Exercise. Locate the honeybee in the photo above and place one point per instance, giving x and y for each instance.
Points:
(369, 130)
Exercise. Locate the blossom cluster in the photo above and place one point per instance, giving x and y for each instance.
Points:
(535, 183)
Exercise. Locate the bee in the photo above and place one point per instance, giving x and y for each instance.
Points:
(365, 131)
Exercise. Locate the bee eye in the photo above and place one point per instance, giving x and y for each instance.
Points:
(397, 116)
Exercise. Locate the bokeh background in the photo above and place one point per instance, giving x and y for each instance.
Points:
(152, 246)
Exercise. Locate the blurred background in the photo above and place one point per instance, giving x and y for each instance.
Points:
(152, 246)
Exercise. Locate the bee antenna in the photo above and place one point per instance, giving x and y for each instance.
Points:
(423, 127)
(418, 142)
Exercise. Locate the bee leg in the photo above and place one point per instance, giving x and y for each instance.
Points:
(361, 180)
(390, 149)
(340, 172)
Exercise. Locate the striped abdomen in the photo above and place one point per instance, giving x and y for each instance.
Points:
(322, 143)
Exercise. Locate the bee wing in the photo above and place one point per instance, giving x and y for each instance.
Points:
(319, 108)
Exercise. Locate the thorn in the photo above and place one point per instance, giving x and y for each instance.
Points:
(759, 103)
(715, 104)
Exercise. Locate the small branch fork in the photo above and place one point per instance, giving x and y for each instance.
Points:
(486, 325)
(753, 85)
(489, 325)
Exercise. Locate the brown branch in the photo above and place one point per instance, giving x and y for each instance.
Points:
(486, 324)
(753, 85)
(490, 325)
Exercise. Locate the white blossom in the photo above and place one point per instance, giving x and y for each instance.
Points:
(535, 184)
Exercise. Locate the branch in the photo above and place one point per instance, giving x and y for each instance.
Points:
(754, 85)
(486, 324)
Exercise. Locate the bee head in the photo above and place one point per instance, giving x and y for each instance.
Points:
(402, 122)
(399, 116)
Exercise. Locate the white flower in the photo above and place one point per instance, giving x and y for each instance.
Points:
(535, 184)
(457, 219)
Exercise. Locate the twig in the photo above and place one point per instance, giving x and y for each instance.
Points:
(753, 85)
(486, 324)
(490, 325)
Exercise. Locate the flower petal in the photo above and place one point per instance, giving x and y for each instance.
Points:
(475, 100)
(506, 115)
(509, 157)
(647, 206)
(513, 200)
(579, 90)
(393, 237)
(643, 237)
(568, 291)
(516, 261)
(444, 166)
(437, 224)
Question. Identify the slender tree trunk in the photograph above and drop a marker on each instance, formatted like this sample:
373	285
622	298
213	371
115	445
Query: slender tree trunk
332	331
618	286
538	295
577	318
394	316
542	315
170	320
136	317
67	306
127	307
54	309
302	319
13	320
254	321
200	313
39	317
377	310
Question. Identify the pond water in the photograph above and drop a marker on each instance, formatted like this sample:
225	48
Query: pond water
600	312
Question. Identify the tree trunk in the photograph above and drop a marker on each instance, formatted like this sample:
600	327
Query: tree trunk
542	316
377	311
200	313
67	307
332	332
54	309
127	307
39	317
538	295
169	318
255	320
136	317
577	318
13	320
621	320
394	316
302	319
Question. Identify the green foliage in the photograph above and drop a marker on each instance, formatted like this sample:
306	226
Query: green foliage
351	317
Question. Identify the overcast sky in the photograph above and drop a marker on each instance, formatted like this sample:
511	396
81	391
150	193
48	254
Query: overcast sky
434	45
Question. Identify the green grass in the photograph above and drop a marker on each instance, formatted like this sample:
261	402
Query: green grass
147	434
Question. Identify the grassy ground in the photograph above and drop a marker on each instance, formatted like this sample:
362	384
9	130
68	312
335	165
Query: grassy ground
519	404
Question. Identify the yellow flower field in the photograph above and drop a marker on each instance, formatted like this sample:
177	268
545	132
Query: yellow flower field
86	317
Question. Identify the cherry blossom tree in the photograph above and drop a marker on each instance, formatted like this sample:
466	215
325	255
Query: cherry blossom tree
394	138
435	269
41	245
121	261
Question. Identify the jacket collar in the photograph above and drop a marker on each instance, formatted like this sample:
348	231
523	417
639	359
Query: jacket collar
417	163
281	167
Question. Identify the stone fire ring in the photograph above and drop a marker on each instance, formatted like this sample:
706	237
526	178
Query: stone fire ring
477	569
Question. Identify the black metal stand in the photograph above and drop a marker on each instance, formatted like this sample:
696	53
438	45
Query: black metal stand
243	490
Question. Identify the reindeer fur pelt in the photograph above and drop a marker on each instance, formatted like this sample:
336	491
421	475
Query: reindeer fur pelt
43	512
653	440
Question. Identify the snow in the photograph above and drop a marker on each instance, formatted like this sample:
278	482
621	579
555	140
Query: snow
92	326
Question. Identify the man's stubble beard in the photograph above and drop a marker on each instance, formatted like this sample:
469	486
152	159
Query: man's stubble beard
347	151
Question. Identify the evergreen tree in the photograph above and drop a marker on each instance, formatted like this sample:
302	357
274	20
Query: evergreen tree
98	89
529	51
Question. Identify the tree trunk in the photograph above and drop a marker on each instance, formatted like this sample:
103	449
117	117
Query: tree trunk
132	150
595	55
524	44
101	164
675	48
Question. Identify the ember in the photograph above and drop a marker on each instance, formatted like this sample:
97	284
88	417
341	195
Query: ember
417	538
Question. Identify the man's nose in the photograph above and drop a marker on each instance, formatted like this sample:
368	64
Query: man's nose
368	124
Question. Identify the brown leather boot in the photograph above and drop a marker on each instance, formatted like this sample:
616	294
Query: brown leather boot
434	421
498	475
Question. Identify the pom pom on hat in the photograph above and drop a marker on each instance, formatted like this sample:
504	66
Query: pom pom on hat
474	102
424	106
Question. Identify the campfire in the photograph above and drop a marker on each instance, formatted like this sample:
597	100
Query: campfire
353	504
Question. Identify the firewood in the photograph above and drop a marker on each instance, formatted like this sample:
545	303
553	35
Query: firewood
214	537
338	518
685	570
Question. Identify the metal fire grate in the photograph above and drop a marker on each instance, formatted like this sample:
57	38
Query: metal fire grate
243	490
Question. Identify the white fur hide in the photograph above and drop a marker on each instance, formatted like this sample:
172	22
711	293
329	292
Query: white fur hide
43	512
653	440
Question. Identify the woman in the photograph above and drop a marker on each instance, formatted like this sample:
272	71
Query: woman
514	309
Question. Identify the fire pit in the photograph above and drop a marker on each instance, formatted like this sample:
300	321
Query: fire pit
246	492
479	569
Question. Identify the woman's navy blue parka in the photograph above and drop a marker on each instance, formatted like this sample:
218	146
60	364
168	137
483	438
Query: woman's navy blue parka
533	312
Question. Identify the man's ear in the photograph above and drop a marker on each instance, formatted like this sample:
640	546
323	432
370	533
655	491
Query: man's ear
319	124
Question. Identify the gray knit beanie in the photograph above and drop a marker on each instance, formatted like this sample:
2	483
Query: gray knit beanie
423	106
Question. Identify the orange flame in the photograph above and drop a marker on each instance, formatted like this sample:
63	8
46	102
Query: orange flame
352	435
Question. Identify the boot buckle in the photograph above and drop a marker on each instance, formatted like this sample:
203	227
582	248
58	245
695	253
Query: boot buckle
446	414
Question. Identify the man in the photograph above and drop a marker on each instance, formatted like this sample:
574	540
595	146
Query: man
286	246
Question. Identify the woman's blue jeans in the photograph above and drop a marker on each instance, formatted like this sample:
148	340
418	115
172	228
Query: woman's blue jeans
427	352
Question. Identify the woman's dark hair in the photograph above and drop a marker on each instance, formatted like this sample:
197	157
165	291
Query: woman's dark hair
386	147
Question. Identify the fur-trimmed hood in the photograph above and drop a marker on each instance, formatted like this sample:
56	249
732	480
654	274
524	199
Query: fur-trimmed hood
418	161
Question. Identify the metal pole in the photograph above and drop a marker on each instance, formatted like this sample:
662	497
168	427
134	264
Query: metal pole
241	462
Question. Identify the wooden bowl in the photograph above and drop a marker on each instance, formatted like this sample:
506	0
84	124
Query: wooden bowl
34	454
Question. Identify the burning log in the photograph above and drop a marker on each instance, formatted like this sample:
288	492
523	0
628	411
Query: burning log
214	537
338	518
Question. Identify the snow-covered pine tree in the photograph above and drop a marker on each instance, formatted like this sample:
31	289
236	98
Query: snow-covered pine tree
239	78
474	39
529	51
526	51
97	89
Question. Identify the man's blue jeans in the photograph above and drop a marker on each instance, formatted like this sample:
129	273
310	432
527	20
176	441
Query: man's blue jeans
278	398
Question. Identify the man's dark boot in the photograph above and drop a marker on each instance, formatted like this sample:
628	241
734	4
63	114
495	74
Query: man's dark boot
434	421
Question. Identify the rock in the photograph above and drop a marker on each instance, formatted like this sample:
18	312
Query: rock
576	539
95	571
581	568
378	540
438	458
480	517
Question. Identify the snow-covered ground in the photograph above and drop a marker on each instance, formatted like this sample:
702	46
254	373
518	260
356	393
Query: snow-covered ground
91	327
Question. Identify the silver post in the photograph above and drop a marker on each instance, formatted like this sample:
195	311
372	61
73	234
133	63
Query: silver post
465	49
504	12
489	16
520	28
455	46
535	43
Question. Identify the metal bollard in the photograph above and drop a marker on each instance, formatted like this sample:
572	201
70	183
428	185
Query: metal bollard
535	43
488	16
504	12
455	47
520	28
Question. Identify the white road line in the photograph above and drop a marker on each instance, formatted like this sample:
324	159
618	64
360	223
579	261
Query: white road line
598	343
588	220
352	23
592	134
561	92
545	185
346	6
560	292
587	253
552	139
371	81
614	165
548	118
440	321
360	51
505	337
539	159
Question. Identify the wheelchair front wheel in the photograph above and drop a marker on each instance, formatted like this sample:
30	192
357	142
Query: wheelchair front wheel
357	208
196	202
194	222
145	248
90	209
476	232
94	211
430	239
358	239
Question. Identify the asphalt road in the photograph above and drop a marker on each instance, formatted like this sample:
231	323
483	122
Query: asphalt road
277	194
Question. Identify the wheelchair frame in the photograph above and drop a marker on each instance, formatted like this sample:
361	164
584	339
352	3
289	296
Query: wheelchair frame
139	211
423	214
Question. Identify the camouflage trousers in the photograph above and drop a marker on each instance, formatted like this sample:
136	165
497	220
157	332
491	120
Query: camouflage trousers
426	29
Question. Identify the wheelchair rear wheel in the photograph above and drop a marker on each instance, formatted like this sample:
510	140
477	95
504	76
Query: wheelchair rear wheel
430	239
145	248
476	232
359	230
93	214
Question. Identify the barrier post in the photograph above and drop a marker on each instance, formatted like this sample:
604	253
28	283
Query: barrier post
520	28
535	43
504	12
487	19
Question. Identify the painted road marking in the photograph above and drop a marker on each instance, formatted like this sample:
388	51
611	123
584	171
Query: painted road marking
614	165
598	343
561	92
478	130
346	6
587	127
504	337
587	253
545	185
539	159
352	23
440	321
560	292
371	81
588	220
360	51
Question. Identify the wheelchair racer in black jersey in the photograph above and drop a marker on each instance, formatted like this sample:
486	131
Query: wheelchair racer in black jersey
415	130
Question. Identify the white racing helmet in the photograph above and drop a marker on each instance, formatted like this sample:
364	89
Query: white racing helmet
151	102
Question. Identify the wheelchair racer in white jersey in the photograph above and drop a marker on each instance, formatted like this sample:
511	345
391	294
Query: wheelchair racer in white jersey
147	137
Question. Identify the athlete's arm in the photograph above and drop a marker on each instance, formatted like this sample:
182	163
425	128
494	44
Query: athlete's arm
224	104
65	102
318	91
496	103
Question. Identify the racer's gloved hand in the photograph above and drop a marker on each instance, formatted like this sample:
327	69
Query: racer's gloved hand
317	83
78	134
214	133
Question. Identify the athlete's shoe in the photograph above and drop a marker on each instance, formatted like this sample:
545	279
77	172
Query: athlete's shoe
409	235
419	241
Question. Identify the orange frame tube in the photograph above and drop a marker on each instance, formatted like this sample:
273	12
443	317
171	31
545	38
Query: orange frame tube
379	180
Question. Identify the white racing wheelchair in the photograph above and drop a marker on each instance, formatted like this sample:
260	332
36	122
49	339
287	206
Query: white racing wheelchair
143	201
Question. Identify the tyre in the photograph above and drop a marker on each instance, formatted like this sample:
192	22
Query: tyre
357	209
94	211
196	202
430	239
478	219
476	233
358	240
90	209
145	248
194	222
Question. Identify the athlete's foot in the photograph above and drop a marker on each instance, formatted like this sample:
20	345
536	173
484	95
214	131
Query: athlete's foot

---

* _WHAT YOU WILL DO_
Search the listing for the word "foot" and state how many lines contain it. Nothing else belongs in the reply.

* _FINAL ANSWER_
2